THE PROBLEM: Only the lines from the one containing "# segment the beige wall" to the end of the records belong in the output; print them exactly.

---

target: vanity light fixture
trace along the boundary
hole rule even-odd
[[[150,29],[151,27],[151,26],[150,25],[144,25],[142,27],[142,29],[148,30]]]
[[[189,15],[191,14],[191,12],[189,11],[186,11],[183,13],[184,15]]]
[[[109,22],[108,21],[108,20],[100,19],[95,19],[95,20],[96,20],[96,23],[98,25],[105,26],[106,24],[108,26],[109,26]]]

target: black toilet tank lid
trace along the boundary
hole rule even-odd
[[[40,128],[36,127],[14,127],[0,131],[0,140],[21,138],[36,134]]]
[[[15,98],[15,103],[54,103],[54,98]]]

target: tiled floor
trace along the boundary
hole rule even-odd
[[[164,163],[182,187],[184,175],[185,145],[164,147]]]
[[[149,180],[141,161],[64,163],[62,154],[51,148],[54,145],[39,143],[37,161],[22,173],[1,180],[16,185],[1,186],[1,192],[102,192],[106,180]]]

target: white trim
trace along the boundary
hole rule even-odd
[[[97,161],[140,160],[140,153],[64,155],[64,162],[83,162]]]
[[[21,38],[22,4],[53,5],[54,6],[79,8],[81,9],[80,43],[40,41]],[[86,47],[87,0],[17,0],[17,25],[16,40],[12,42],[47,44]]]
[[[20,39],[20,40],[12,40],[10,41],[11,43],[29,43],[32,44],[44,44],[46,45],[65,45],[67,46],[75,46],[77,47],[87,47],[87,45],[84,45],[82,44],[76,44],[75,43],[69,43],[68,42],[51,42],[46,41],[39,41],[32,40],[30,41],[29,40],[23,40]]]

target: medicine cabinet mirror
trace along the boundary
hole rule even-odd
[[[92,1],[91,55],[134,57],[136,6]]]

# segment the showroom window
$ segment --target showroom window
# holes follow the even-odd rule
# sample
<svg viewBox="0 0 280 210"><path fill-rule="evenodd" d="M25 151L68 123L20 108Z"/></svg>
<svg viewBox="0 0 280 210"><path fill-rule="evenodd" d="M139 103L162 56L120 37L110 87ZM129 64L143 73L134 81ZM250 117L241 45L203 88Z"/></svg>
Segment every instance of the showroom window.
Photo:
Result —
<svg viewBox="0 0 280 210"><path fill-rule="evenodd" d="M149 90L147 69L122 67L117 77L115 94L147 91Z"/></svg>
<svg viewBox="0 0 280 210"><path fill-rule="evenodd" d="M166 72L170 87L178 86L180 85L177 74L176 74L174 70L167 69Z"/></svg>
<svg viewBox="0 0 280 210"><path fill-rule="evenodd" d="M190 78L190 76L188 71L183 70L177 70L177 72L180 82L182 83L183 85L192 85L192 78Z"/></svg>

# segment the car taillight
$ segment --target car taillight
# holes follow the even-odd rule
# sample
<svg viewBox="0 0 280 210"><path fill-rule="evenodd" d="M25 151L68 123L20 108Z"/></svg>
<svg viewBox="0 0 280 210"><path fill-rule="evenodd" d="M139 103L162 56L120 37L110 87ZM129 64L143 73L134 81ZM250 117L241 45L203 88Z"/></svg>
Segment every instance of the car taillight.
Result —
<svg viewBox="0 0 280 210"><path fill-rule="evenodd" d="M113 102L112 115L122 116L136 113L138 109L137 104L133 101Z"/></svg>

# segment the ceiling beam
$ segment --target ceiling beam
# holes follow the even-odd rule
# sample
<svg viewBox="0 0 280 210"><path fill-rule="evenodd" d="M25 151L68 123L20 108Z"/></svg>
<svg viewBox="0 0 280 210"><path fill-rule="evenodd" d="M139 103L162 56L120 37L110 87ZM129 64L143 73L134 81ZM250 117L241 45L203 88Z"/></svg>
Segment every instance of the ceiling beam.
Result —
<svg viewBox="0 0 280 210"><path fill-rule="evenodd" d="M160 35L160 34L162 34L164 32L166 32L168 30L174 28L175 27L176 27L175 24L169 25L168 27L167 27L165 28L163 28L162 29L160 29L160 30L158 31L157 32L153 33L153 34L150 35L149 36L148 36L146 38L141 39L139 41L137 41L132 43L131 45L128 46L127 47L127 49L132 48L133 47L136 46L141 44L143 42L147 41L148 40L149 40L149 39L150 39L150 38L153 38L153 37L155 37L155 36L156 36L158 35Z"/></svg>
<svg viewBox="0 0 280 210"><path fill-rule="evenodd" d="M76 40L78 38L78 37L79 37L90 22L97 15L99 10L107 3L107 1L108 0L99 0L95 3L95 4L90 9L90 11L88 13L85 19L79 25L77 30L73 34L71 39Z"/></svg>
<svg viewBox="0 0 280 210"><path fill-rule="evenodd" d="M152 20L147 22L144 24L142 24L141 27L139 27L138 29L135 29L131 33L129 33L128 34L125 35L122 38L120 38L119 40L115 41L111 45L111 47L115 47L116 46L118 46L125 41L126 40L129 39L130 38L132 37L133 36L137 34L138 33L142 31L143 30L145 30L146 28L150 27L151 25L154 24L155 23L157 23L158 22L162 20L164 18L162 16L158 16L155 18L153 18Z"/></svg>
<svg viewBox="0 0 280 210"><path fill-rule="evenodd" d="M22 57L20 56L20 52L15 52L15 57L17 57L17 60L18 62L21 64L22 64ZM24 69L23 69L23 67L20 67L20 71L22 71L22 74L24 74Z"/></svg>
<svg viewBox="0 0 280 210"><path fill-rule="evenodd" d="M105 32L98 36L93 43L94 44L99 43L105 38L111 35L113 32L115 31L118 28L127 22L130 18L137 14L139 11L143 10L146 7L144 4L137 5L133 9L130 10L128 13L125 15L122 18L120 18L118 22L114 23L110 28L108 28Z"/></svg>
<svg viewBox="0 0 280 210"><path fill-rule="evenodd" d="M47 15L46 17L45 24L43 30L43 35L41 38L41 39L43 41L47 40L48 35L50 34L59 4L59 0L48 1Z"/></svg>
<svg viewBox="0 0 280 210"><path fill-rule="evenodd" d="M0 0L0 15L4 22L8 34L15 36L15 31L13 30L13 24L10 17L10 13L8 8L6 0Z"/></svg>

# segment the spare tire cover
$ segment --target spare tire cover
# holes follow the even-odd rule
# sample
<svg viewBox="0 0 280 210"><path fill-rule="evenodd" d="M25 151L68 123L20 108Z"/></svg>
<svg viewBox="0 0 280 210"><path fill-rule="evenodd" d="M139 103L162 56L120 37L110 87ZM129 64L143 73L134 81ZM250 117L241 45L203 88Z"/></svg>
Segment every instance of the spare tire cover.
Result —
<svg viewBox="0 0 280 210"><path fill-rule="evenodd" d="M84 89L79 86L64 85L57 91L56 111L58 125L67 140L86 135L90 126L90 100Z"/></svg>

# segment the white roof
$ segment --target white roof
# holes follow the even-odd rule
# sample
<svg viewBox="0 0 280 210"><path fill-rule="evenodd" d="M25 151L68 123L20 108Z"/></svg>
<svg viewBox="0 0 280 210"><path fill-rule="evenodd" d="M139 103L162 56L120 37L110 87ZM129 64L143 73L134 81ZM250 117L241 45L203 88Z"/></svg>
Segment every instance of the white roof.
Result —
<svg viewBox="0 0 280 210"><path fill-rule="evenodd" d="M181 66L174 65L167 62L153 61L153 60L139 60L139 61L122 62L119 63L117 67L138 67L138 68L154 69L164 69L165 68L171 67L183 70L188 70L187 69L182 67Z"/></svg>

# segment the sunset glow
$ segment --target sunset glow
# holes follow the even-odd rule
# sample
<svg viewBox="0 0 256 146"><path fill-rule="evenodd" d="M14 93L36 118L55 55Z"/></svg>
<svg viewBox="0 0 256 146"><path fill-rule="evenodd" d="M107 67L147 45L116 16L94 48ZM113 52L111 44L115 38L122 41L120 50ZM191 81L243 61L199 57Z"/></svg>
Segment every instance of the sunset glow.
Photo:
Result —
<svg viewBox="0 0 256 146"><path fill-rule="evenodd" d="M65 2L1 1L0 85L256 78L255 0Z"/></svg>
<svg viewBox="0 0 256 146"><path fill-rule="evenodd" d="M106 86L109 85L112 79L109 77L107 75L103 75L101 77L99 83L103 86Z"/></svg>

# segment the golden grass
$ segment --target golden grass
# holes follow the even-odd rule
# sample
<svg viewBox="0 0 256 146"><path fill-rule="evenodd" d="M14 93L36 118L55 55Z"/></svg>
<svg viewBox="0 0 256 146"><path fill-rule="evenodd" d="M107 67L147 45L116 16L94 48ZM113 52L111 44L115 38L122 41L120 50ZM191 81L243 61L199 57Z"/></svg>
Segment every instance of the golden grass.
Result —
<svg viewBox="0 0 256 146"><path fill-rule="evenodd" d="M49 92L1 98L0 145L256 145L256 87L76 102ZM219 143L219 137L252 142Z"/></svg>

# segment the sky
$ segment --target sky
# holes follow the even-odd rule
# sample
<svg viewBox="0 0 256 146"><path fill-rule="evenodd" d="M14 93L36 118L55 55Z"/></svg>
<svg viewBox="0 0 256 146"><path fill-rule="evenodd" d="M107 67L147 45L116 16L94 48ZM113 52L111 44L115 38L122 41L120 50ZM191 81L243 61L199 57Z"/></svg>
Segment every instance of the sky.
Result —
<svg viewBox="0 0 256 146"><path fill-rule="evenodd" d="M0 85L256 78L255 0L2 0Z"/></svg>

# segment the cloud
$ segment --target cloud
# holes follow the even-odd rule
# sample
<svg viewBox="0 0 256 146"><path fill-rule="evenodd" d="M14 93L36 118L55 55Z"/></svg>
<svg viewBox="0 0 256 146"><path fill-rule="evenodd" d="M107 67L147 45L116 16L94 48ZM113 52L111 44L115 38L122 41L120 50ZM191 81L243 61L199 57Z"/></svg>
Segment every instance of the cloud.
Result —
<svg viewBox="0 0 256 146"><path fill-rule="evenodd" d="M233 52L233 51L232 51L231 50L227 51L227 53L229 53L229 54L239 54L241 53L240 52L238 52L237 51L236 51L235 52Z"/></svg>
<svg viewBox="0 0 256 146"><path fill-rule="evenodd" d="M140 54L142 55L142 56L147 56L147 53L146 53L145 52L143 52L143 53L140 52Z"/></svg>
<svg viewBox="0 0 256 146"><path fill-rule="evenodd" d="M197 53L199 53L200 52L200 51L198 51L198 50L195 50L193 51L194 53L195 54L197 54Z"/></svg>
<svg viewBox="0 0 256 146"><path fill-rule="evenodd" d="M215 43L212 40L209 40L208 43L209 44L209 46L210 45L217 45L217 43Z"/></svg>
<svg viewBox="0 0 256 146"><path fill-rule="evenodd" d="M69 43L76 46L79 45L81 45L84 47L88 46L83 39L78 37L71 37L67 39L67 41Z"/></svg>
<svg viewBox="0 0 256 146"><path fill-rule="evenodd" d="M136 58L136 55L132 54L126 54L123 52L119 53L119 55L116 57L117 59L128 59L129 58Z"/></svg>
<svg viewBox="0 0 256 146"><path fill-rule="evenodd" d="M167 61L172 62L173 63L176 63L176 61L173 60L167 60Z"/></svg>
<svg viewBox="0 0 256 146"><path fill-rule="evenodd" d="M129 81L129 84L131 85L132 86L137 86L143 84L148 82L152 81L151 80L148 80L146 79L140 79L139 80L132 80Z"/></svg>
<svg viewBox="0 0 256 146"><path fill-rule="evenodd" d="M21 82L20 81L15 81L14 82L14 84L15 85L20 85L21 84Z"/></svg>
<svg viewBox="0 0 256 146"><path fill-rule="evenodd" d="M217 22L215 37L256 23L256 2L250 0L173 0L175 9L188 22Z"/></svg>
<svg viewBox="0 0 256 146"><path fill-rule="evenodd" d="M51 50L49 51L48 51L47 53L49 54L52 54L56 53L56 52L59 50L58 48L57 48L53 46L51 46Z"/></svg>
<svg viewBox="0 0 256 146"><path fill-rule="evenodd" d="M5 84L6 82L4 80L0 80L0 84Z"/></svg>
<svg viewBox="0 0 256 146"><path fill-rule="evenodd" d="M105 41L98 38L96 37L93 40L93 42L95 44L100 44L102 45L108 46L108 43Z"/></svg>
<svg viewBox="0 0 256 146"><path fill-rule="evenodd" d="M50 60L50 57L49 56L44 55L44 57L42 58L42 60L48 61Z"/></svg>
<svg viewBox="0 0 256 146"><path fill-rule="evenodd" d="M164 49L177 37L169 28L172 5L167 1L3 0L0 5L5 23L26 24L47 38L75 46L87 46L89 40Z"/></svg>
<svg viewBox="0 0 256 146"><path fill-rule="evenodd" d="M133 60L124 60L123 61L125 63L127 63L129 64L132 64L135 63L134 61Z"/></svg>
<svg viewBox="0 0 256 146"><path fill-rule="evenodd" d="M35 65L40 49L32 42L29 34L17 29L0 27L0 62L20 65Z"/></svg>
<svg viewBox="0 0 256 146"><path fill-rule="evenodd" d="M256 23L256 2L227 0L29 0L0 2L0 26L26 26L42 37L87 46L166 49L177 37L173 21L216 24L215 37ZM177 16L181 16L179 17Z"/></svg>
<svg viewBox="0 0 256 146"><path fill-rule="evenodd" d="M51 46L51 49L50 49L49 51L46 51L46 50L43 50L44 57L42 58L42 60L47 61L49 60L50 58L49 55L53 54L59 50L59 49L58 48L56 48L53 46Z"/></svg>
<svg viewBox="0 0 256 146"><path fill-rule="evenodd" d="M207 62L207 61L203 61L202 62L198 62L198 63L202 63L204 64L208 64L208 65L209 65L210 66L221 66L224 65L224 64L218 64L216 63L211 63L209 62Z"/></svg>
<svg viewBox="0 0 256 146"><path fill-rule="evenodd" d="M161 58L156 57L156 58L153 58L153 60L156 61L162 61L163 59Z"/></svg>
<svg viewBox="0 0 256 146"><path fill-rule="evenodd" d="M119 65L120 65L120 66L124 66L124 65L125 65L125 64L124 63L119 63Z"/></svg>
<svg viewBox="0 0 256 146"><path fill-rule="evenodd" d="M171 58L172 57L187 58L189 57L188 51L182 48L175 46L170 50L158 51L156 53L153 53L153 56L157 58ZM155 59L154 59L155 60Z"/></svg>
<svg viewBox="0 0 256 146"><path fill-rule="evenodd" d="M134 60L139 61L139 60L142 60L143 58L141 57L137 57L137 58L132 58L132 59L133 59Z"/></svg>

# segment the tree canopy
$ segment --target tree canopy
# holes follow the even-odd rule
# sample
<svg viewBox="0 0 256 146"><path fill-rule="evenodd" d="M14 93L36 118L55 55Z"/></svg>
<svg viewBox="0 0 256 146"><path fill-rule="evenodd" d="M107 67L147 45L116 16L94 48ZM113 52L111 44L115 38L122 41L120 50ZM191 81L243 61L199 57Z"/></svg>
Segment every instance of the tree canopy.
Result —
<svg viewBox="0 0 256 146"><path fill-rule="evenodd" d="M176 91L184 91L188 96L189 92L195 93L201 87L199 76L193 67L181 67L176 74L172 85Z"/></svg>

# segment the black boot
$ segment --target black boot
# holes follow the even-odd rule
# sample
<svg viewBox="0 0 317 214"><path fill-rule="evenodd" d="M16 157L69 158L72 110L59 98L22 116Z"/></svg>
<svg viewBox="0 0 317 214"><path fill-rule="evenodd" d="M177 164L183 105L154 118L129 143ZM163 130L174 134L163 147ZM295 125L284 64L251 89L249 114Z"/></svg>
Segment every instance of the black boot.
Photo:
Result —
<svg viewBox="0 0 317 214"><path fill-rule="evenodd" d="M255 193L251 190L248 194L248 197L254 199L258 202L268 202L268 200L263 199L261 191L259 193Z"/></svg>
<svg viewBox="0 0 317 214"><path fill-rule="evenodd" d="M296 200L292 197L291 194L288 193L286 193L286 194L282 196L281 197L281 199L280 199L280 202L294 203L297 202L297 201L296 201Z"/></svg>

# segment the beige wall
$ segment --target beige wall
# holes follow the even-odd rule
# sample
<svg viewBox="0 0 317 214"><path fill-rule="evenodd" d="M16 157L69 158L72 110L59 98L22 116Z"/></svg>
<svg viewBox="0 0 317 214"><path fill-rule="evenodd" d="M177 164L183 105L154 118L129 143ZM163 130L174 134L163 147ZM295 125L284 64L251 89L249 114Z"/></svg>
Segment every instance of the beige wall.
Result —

---

TASK SOLUTION:
# segment the beige wall
$ segment --target beige wall
# holes follow the even-odd rule
# sample
<svg viewBox="0 0 317 214"><path fill-rule="evenodd" d="M16 157L69 158L72 110L59 98L22 116Z"/></svg>
<svg viewBox="0 0 317 214"><path fill-rule="evenodd" d="M177 164L183 105L154 118L129 143ZM163 130L174 134L163 147ZM295 125L284 64L251 89L249 114Z"/></svg>
Segment every instance of the beige wall.
Result —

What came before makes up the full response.